Reading passage:
☆ ☆ ☆ ☆

J.-K. Huysmans, a friend of the Bloy's at the time, helped him to find a publisher for the work, -- Huysmans' own publisher at the time, Tresse & Stock. Because of the atrabilious, satirical, contentious, and arguably libelous portrayal of many of the thinly veiled and pseudonymous characters in the novel, many of whom in real life were still alive at the time and some of whom in powerful places (e.g., Francis Magnard and Albert Wolff, both editors of Le Figaro), Tresse & Stock got cold feet and delayed or refused to go forward with its publication. Consequently, another publisher was found (Alphonse Soirat) who fearlessly published the novel, with the author's permission, on January 15, 1887. When, in 1893, after several years had passed, Tresse & Stock realizing that the original publisher was not being, and had not been, hauled into court for libel, they proceeded to dust off and put out for sale, without the author's permission by this time, the thousand or so copies they had printed in 1886 with an introductory note that leaves "to the author the entire responsibility of his judgments and assessments" and keeps "ourselves simply within our right as publishers and merchants of literary curiosities."

== Critical response ==
"... Bloy's force [in this novel] owes as much to the rigor of his morality as to his resplendent polemical style; an inspired, Gothic Cathedral style. Flamboyant! The words are spewed out with rage in this novel with its rocky peaks, and complex and diffuse style. Backbreaking because it's made of granite, it's a literary sword that exhorts each one of us to forge a soul in fire! For this novel has really to do with the soul... This soul which ought to be the only human concern!"

"There are quite a few ways of presenting The Desperate Man, but all of them I think would have to evoke its extraordinary verbal violence, which is none other than the counterpart of a whole, inconceivable in our day when geldings are recompensed by so-called literary prizes as if they were battle steeds, his stylistic invention, which French literature has never perhaps seen to such a degree of concentration, or preciptiation, since Léon Bloy, except in Louis-Ferdinand Céline.... Léon Bloy's incendiary violence [in this novel] is parabolic, apocalyptic... it deploys a magnificent canvas that a half-mad painter would have patiently painted to try and replace reality, and offers to its spectators, dumbfounded, a second reality enriched by a symbolic interpretation of History and its arcana."

☆ ☆ ☆ ☆

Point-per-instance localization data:
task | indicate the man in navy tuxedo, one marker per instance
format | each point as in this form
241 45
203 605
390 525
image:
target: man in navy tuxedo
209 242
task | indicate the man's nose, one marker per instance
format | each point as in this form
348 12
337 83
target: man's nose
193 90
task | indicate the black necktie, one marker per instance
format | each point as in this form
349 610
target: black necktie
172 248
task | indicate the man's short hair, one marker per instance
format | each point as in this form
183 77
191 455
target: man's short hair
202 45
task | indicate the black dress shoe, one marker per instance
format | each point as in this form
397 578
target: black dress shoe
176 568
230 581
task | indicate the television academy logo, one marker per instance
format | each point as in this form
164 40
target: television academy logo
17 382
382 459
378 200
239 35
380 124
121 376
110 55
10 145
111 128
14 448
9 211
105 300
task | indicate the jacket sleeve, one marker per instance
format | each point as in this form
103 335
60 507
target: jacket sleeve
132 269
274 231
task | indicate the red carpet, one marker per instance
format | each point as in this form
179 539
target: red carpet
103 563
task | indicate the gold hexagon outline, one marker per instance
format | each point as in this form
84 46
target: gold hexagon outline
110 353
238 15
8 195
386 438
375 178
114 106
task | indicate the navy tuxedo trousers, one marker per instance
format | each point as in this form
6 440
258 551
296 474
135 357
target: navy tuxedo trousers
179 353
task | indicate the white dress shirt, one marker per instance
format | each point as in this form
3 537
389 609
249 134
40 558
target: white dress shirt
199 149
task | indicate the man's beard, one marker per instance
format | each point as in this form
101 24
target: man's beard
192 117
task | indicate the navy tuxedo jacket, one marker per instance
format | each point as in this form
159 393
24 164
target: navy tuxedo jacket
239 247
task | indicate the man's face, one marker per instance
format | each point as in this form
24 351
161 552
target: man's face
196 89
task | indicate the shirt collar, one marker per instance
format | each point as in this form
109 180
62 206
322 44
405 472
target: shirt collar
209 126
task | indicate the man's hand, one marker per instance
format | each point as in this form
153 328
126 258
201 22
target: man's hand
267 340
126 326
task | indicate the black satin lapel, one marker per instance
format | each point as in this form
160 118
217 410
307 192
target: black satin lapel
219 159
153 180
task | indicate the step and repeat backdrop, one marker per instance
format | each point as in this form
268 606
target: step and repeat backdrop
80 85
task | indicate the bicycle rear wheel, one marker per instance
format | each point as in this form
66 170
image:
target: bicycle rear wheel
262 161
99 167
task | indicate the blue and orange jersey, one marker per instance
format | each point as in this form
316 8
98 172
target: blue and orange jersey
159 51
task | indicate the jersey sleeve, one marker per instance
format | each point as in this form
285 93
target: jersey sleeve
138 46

☆ ☆ ☆ ☆

What the task requires: According to the passage about Bloy's novel, on what date did Alphonse Soirat publish it? Rely only on the text to answer.

Your solution: January 15, 1887.